• **WHAT TO PRODUCE**
Please quote all of the records below verbatim, leaving out the pictures.

============

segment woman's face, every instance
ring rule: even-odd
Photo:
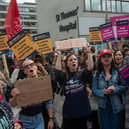
[[[114,55],[114,60],[116,64],[121,64],[123,62],[123,54],[121,51],[117,51]]]
[[[109,66],[111,65],[111,62],[112,62],[112,55],[108,55],[108,54],[102,55],[100,57],[100,61],[104,66]]]
[[[75,55],[71,55],[67,60],[67,67],[71,72],[75,72],[78,67],[78,60]]]

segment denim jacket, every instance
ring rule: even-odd
[[[125,106],[125,91],[127,86],[125,82],[121,79],[119,72],[117,70],[112,70],[110,80],[105,80],[105,74],[102,71],[99,75],[94,75],[92,90],[95,96],[98,98],[98,106],[99,108],[106,109],[106,104],[109,99],[104,94],[104,89],[113,85],[115,90],[109,96],[112,110],[114,113],[118,113],[119,111],[124,109]]]

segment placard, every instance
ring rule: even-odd
[[[81,48],[87,46],[85,38],[68,39],[55,42],[56,50],[66,50],[70,48]]]
[[[20,90],[20,94],[16,96],[19,107],[47,101],[53,97],[50,75],[42,78],[18,80],[14,86]]]
[[[120,71],[121,76],[126,80],[129,85],[129,66]]]
[[[89,28],[90,41],[91,42],[101,42],[102,36],[99,27],[90,27]]]
[[[129,38],[129,21],[123,20],[123,21],[117,21],[117,37],[120,39],[121,37],[127,37]]]
[[[115,39],[111,22],[100,25],[100,31],[103,41],[112,41]]]
[[[16,36],[10,39],[8,45],[14,52],[17,60],[23,60],[34,52],[31,37],[24,31],[19,32]]]
[[[53,52],[52,40],[50,38],[50,33],[42,33],[33,36],[34,48],[41,54],[47,54]]]
[[[7,41],[8,36],[6,34],[0,34],[0,51],[9,49]]]

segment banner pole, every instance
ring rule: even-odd
[[[3,61],[4,71],[5,71],[7,80],[9,81],[9,70],[8,70],[8,66],[7,66],[7,61],[6,61],[5,54],[2,55],[2,61]]]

============

• **EXERCISE ANSWER**
segment woman's face, every instance
ring rule: even-odd
Photo:
[[[114,55],[114,60],[116,64],[121,64],[123,62],[123,54],[121,51],[117,51]]]
[[[109,66],[111,65],[111,62],[112,62],[112,55],[108,55],[108,54],[102,55],[100,57],[100,61],[104,66]]]
[[[75,55],[71,55],[67,60],[67,67],[71,72],[75,72],[78,67],[78,60]]]

segment denim jacket, every instance
ring rule: even-odd
[[[125,106],[125,91],[127,86],[125,82],[121,79],[119,72],[117,70],[112,70],[110,80],[105,80],[105,74],[102,71],[99,75],[94,75],[92,90],[95,96],[98,98],[98,106],[99,108],[106,109],[106,104],[109,99],[104,94],[104,89],[113,85],[115,90],[109,96],[112,110],[114,113],[118,113],[119,111],[124,109]]]

segment placard, every instance
ring rule: even-odd
[[[81,48],[87,46],[85,38],[68,39],[55,42],[56,50],[66,50],[70,48]]]
[[[20,90],[20,94],[16,96],[19,107],[47,101],[53,97],[50,75],[42,78],[18,80],[14,86]]]
[[[120,71],[121,76],[126,80],[129,85],[129,66]]]
[[[89,28],[90,41],[91,42],[101,42],[102,36],[99,27],[90,27]]]
[[[129,38],[129,21],[123,20],[123,21],[117,21],[117,37],[120,39],[121,37],[127,37]]]
[[[115,39],[111,22],[100,25],[100,31],[103,41],[112,41]]]
[[[16,36],[10,39],[8,45],[14,52],[17,60],[23,60],[34,52],[31,37],[24,31],[19,32]]]
[[[53,52],[52,40],[50,38],[50,33],[42,33],[33,36],[34,48],[41,54],[47,54]]]
[[[7,41],[8,36],[6,34],[0,34],[0,51],[9,49]]]

segment banner pole, every instance
ring rule: even-odd
[[[3,61],[4,71],[5,71],[7,80],[9,81],[9,70],[8,70],[8,66],[7,66],[7,61],[6,61],[5,54],[2,55],[2,61]]]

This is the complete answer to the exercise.